The recent demise of famous Buddhist Monk Thich Nhat Hanh brought to mind some poignant memories. I met him, literally in passing, in 1997 as a doctoral student while doing a dissertation on his conception of ‘emptiness’ (sunya). I had traveled to a small college in northern New Jersey where he was delivering a speech, along with a number of devotees with whom I had corresponded about his philosophy, and they led me to a waiting-room room just as he was about to walk out to speak. The room was crowded and one of the monks mentioned to him that there was a graduate student present who would like to become more familiar with his ideas. He looked in our direction while moving past and smiled, saying “There’s nothing to it, just follow the path.”

This was sound advice from a devotee who followed the Buddhist path so resolutely and authentically that he blazed a new trail with it. Thich Nhat Hanh was born in central Vietnam during the early 1930’s. After a happy childhood in which he decided to become a Buddhist monk, he entered Tu’ Hieu Monastery at age seventeen. He received full ordination at Bao Quoc Institute in 1949. During the 1950’s he established several new monasteries in southern Vietnam, began publication of the journal “Vietnamese Buddhism”, and began formulating his project for “engaged Buddhism”. He eventually studied comparative religion and philosophy at Princeton and Columbia Universities but left to found the Vietnamese School of Youth for Social Service in 1964. During the war years in Vietnam he founded the Order of Interbeing, led the Buddhist Delegation to the Paris Peace Conference in 1969, survived several assassination attempts, and met with numerous political figures, policy makers and thinkers (including Robert McNamara, Robert Kennedy, Pope John Paul, Thomas Merton, and Martin Luther King –who subsequently nominated Thich Nhat Hanh for the Nobel Peace Prize in 1967). Exiled from Vietnam following the war, he established a sangha, Plum Village, as a monastery, spiritual retreat, and center for peace studies—from which he directed speaking tours, global social activism, and wrote a number of best-selling books.

==*==

* SHORT EXERCISE 1 *
Translate this sentence from the piece about Thich Nhat Hanh into Spanish: "He received full ordination at Bao Quoc Institute in 1949."
* SHORT EXERCISE 2 *
Add the next paragraph to the piece about Thich Nhat Hanh, starting right after its final sentence.

==*==

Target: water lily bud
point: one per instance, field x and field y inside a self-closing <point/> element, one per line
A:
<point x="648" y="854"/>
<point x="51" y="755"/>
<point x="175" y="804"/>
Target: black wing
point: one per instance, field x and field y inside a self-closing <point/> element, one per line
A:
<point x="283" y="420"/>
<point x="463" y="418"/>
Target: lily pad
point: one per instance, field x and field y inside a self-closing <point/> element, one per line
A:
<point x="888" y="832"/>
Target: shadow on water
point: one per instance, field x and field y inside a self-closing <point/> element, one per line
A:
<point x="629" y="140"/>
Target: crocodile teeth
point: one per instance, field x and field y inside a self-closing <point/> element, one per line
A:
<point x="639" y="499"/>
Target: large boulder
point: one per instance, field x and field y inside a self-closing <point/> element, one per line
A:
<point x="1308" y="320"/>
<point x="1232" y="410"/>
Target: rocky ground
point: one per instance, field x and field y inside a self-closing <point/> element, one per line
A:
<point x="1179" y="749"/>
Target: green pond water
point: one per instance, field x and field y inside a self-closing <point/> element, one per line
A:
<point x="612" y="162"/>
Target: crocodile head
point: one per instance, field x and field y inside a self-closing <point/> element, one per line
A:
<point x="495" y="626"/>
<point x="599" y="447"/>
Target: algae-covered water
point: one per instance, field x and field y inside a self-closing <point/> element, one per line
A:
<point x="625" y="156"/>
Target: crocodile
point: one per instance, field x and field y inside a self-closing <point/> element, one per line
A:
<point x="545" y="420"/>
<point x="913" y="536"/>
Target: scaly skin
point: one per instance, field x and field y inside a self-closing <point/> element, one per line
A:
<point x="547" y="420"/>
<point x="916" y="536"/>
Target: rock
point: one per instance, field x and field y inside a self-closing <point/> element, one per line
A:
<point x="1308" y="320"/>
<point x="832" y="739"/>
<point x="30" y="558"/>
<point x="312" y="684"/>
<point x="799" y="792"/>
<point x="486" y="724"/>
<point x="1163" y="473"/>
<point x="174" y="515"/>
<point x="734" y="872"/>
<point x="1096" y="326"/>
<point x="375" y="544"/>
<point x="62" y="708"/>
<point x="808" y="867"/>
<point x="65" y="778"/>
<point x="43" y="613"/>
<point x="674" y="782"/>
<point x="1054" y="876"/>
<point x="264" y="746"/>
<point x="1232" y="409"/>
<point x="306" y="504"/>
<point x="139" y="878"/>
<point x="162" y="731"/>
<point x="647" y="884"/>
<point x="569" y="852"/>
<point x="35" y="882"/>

==*==

* EXPECTED ANSWER 1 *
Recibió la ordenación completa en el Instituto Bao Quoc en 1949.

* EXPECTED ANSWER 2 *
After hearing and reading much more from Thich Nhat Hanh over the years after my initial encounter, his candid words have resonated with me on many levels and, even at that time, they provided the key to answering an essential question on which my research was focused: “How is it possible to recognize, as every Buddhist Monk must, the inherent emptiness of existence, and yet remain as engaged with life, ethics, and a commitment to global peace and justice as he did?” A common basic metaphysical tenet of all Buddhist schools of thought—particularly the Mahayana tradition that he followed—is that reality is ultimately subject to “dependent origination” or ‘emptiness’ (akin, by analogy, to “relational” theories of quantum physics) which holds that every existing entity or idea can only be understood in relation to all the other things, circumstances, and processes that make it what it is. In a world of unrelenting change, nothing is permanent and everything in life that appears to be enduring or certain is an illusion. The world is too expansive, infinite and multifarious, to ever capture through our limited and biased perceptions of it. Our desires and ideals, our achievements, even our relationships and loves, are all just abstract psychological constructs, designed by our minds to create an illusionary sense that we can possess something that persists in the perpetual flux of reality….but this illusion is ‘a futile passion’ (as J. P. Sartre called it), a vain conceit that leads us to worldly attachment and inevitable disappointment…In life, as Ecclesiastes tells us, “All is vanity and striving after the wind”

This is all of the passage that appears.